■ **Instruction**: Render the data below as a Markdown table with the columns Row and Line, giving each nonblank line its own row, numbered in order.
= = = = = = =
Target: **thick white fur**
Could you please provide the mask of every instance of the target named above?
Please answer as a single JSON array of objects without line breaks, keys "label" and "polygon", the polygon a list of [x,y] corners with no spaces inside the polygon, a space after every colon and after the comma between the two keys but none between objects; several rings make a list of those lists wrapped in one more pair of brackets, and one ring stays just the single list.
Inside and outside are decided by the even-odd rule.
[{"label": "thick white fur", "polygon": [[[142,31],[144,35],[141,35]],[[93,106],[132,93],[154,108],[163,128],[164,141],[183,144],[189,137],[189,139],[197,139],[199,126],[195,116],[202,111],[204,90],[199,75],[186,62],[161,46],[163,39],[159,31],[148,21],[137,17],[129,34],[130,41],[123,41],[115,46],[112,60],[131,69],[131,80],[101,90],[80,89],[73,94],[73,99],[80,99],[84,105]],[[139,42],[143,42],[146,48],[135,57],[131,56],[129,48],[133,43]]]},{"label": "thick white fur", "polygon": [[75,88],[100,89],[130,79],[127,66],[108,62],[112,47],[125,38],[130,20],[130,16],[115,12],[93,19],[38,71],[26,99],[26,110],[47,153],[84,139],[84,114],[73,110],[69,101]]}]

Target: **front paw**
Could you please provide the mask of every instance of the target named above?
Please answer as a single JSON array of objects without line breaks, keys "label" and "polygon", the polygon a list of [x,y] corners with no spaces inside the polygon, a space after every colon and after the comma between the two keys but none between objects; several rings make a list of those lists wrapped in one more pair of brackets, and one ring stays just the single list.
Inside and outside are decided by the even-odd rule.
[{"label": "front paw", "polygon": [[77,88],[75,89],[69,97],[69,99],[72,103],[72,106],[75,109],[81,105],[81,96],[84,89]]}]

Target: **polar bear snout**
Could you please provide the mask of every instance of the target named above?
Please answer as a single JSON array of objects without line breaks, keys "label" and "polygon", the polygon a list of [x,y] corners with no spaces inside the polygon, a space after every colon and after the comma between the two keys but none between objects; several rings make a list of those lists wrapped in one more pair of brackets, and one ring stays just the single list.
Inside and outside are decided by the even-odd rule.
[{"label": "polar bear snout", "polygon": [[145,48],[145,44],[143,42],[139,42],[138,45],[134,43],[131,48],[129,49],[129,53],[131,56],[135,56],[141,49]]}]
= = = = = = =
■ **Final result**:
| Row | Line |
|---|---|
| 1 | Target: **thick white fur** |
| 2 | Could you please provide the mask of every instance of the target named above? |
| 3 | Please answer as a single JSON array of objects without line breaks, keys "label" and "polygon", the polygon a list of [x,y] corners with no spaces inside the polygon, a space after every colon and after the comma between the two keys but none between objects; several rings make a list of those lists wrapped in one more pair of brackets, and one ring stays just the single list. |
| 4 | Inside and outside are decided by the even-odd rule. |
| 5 | [{"label": "thick white fur", "polygon": [[[142,31],[144,35],[141,35]],[[93,106],[132,93],[154,108],[163,128],[164,141],[183,144],[189,137],[189,139],[197,139],[199,126],[195,116],[202,111],[204,90],[199,75],[186,62],[161,46],[163,39],[159,31],[148,21],[137,17],[129,34],[130,41],[123,41],[115,46],[112,60],[131,69],[131,80],[101,90],[80,89],[73,94],[73,99],[80,99],[84,105]],[[139,42],[143,42],[146,48],[135,57],[131,56],[129,48],[133,43]]]},{"label": "thick white fur", "polygon": [[75,88],[100,89],[130,79],[127,66],[108,62],[112,47],[125,38],[130,20],[130,16],[115,12],[93,19],[38,71],[26,99],[26,110],[47,153],[84,139],[84,114],[73,110],[69,101]]}] |
| 6 | Target: **front paw** |
| 7 | Could you please provide the mask of every instance of the target named above? |
| 8 | Please answer as a single JSON array of objects without line breaks, keys "label" and "polygon", the polygon a list of [x,y] corners with no spaces inside the polygon, a space after every colon and after the comma between the two keys but none between objects; several rings make a list of those lists wrapped in one more pair of brackets, and one ring stays just the single list. |
| 9 | Inside and outside are decided by the even-odd rule. |
| 10 | [{"label": "front paw", "polygon": [[77,88],[75,89],[69,97],[69,99],[72,103],[72,106],[75,109],[81,105],[81,96],[84,89]]}] |
| 11 | Target: **polar bear snout** |
| 12 | Could you please provide the mask of every instance of the target named above? |
| 13 | Please answer as a single JSON array of objects without line breaks, keys "label" and "polygon", the polygon a list of [x,y] corners with no spaces inside the polygon, a space after every colon and after the comma between the two keys but none between objects; several rings make a list of those lists wrapped in one more pair of brackets, and one ring stays just the single list. |
| 14 | Inside and outside are decided by the even-odd rule. |
| 15 | [{"label": "polar bear snout", "polygon": [[145,48],[145,44],[143,42],[139,42],[138,45],[134,43],[131,48],[129,49],[129,53],[131,56],[135,56],[141,49]]}] |